With images removed, transcribe each record exactly as it appears.

====== Task material

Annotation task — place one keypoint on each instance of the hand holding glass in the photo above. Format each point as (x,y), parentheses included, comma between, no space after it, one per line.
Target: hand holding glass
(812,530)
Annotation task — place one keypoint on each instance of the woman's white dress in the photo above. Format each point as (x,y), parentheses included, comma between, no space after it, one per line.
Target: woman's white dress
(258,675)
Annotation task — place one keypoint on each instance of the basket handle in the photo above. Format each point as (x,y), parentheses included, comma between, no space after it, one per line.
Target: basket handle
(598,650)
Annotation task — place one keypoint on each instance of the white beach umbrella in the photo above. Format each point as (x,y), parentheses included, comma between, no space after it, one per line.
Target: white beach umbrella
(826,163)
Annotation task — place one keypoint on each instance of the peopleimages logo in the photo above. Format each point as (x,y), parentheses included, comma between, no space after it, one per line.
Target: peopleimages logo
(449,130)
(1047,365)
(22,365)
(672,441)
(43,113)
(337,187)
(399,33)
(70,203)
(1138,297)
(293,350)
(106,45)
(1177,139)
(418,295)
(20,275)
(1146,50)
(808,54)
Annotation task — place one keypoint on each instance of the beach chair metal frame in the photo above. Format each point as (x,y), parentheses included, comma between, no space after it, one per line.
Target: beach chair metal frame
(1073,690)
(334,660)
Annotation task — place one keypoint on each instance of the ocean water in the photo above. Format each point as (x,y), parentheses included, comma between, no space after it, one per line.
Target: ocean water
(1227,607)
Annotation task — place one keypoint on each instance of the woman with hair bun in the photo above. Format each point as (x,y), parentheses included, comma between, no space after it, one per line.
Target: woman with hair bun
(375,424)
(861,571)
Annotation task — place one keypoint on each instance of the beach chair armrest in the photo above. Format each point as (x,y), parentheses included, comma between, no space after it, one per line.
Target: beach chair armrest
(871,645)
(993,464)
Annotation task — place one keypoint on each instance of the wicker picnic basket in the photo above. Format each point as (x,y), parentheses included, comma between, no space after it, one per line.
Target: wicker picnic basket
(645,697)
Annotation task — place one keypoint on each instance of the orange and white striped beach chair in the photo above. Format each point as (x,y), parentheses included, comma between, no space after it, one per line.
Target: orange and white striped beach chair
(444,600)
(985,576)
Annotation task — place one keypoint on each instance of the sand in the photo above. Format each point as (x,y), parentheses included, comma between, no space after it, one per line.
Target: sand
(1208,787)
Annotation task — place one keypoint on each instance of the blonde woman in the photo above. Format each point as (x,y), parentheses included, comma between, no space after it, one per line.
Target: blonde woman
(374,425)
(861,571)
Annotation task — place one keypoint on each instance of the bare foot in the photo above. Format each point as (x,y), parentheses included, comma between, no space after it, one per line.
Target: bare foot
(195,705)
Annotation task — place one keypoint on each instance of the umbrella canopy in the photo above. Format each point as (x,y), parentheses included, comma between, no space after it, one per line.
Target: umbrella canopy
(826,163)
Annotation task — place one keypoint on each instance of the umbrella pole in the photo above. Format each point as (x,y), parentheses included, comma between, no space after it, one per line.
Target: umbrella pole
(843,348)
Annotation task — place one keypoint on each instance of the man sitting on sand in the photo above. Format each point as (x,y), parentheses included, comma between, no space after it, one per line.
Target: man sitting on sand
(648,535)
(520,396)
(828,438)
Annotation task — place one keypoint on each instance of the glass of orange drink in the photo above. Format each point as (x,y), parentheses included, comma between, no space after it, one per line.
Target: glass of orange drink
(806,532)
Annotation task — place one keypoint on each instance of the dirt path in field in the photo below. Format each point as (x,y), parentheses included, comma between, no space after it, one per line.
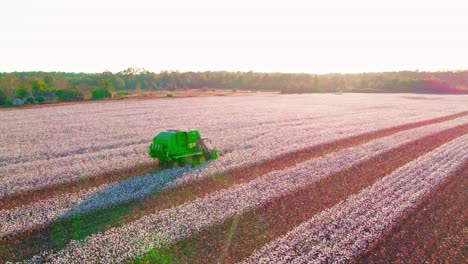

============

• Response box:
Annotation task — place one keypoint on each instance of the hand holding glass in the photo above. Format each point as (x,y), parentheses included, comma between, no space after it, one per line.
Target: hand holding glass
(812,530)
Annotation task — place one keypoint on each instance of the woman's white dress in the photo above. Format each point as (x,y), parentheses included, comma between, no space after it, one per line.
Target: woman's white dress
(258,675)
Annotation task — place one keypoint on each instance of the basket handle in the photo above. Format each point as (x,y), parentheses included, comma between, no space after it, one per line.
Target: basket handle
(598,650)
Annotation task — place one keypoint on each instance of the white beach umbrella in the photo above. Format each point as (x,y), parentheses included, comma between, no space after it, one per line.
Target: white beach umbrella
(826,163)
Annotation task — place one keypoint on each instance of the peopleimages logo in the photo above. Format each point as (x,y), parentheses included, comma between, no space after it, one per line.
Target: peopleimages logo
(449,130)
(1047,365)
(22,365)
(672,441)
(43,113)
(337,187)
(399,33)
(70,203)
(1138,297)
(293,350)
(106,45)
(1177,139)
(418,295)
(20,275)
(1146,50)
(808,54)
Annotation task — place one keypoint on each instance of the beach chair metal frame in the photo above. Format each point as (x,y), parentheses included, comma between, no space after it, one per line.
Target: beach chair metal frame
(1073,690)
(334,660)
Annotation task — place one keypoint on each instance of the ocean water in the photo above. Format each point as (x,y), parentheses included, comma between, no space after it, one per line.
Target: ocean water
(1227,607)
Annotation task — place one keypoint on each instance of the woman with hair bun in the photo above. Format each point as (x,y), parentheses included, comma between, no space after it, one per line.
Target: woman with hair bun
(375,424)
(861,571)
Annotation task — place one keypoint on each instance of the beach chair armrest in the photo above. Format each point as (x,y), parentheses included, comma between, no space after it, one per line.
Target: beach chair armrest
(871,645)
(993,464)
Annotation task — place one keypoint on each instance of the wicker picnic basket in the photo above. Format each point as (x,y), parentheses included, comma between, no space after it, one per line.
Target: wicker picnic basket
(645,697)
Annotation task — place one keypoint on each instance of the orange and white striped beach chair in the photo above. Format each point as (x,y), parentheses included, comma between, no space after it, one per line.
Target: orange and white striped beach chair
(444,600)
(985,576)
Annotation task — place one keypoint on each instance of the sand in the photo above. Format each point as (x,y), parentheses included, comma between, no space after it, one per line.
Target: sand
(1208,787)
Annotation task — place one keypoint on each instance of the blonde woman in the photo above. Format each point as (x,y), parentheses included, comma between, no space after it, one per line.
Target: blonde woman
(374,425)
(861,571)
Annotation task — place one keypoint on each instance of the bare foot in the photo above. Format each point as (x,y), parentheses included, comma between, no space after it, one per line.
Target: bare foot
(195,705)
Annotation task — place one keypoint on each instance of the umbrella canopy in the photo above. Format each point as (x,y), parentheses included, comma between, no space after it, one per line.
Target: umbrella canopy
(826,163)
Annotation task — place one keypoint on each instance of the umbrella pole in the photo above. Format each point as (x,y), parentheses included, comma between, no space after it, one per line.
Target: umbrella pole
(843,348)
Annotation task — place one keypoint on each instance of the man sitting on sand in the photo above. Format each point as (x,y), parentheses included, comma between, no space after it, one per line.
Target: man sitting on sand
(648,535)
(520,396)
(828,438)
Annotation task — place one keypoint on each instance of the glass of orange drink in the photo above. Format each point as (x,y), parentheses included, comma between, no space after it, one per line.
Target: glass of orange drink
(806,532)
Annotation task — place one keypoint on each instance of the dirt path in field in the photo below. Format each point as (x,y), parentheses included, comma between, no space after it, one per line.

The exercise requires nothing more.